# start of Passage provided
Tigre (Ge'ez: ትግረ tigre or ትግሬ tigrē), better known in Eritrea by its autonym Tigrayit (ትግራይት), and also known by speakers in Sudan as Xasa (Arabic: الخاصيةḫāṣiyah), is an Afroasiatic language spoken in Northeast Africa. It belongs to the North Ethiopic subdivision of the family's South Semitic branch and is primarily spoken by the Tigre people in Eritrea. Along with Tigrinya, it is believed to be the most closely related living language to Ge'ez, which is still in use as the liturgical language of the Ethiopian Orthodox Tewahedo Church and Eritrean Orthodox Tewahedo Church. Tigre has lexical similarity, 71% with Ge’ez and 64% with Tigrinya.[4] As of 1997, Tigre was spoken by approximately 800,000 Tigre people in Eritrea.[5] The Tigre mainly inhabit western Eritrea, though they also reside in the northern highlands of Eritrea and its extension into the adjacent part of Sudan, as well as Eritrea's Red Sea coast north of Zula.

The Tigre people are not to be confused with their neighbors to the south, the Tigrayans of Eritrea and Ethiopia, who speak Tigrinya. Tigrinya is also derived from the parent Ge'ez tongue, but is quite distinct from Tigre despite the similarity in name.
# end of Passage provided
• _Given request 1_
Condense the paragraph in the passage on the Tigre language that begins "The Tigre people are not to be confused" into a short bulleted list, keeping its main facts.
• _Given request 2_
Carry on the passage on the Tigre language, picking up right after its final sentence.
# start of Raw data
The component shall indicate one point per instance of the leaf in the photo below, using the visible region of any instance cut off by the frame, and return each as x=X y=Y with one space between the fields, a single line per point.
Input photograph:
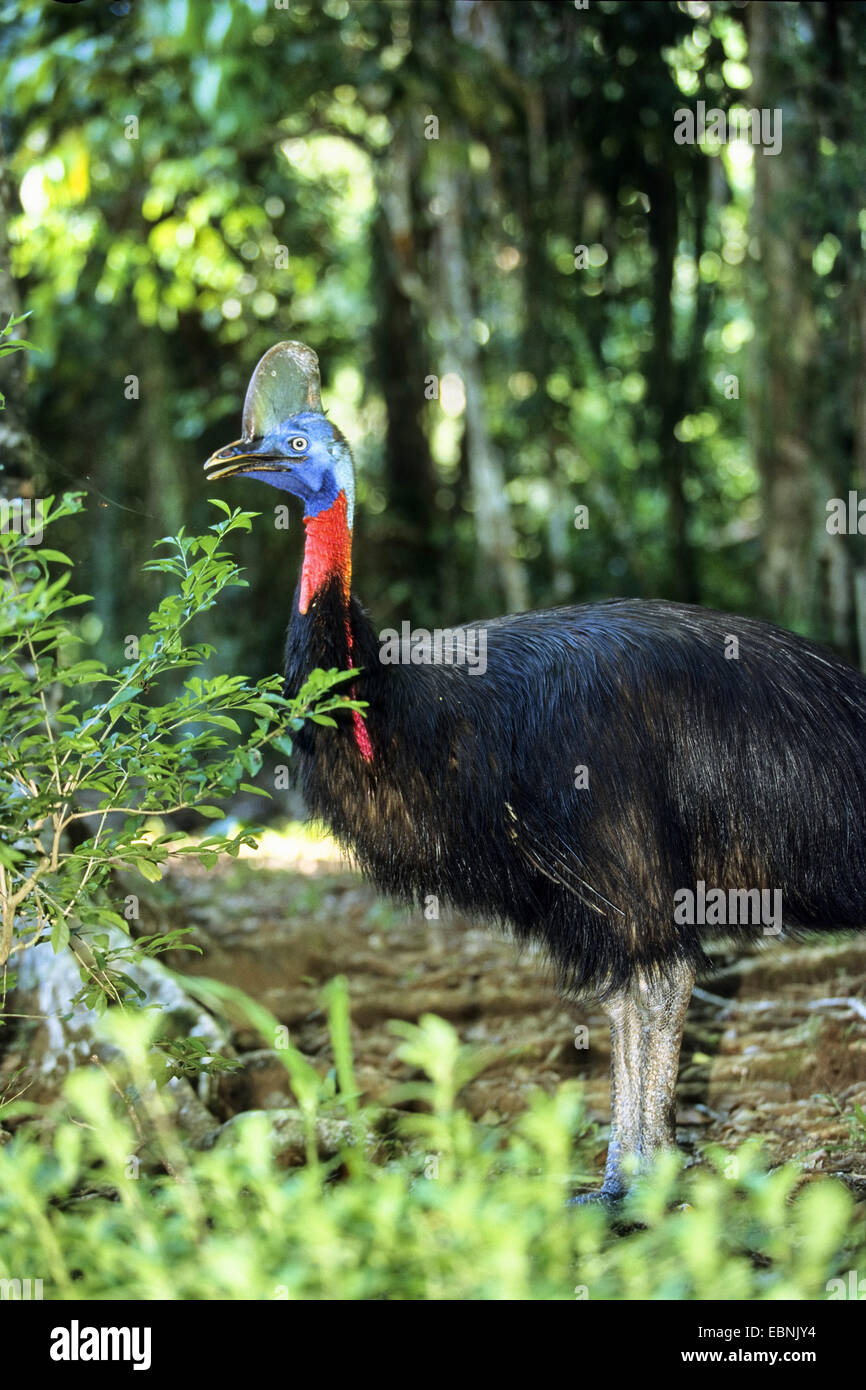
# end of Raw data
• _Exercise response 1_
- The Tigre people differ from their southern neighbors, the Tigrayans of Eritrea and Ethiopia.
- The Tigrayans speak Tigrinya.
- Tigrinya also comes from Ge'ez.
- Despite the similar names, Tigrinya is quite distinct from Tigre.

• _Exercise response 2_
Dialects[edit]

There are several dialects of Tigre, some of them are; Mansa’ (Mensa), Habab, Barka (Beni-Amir), Semhar, Algeden, Senhit (Ad-Tekleis, Ad-Temariam, Bet-Juk, Marya Kayah, Maria Tselam) and Dahalik, which is spoken in Dahlak archipelago. Intelligibility between the dialects is above 91% (except Dahalik), where intelligibility between Dahalik and the other dialects is between 24% to 51%.[6]

Sounds[edit]

Tigre has preserved the two pharyngeal consonants of Ge'ez. The Ge'ez vowel inventory has almost been preserved except that the two vowels which are phonetically close to [ɐ] and [a] seem to have evolved into a pair of phonemes which have the same quality (the same articulation) but differ in length; [a] vs. [aː]. The original phonemic distinction according to quality survives in Tigrinya and Amharic. The vowel [ɐ], traditionally named "first order vowel", is most commonly transcribed ä in Semitic linguistics.

The phonemes of Tigre are displayed below in both International Phonetic Alphabet (IPA) symbols (indicated by the IPA brackets) and the symbols common (though not universal) among linguists who work on Ethiopian Semitic languages. For the long vowel /aː/, the symbol 'ā' is used per Raz (1983). Three consonants, /p, p', x/, occur only in a small number of loanwords, hence they are written in parentheses.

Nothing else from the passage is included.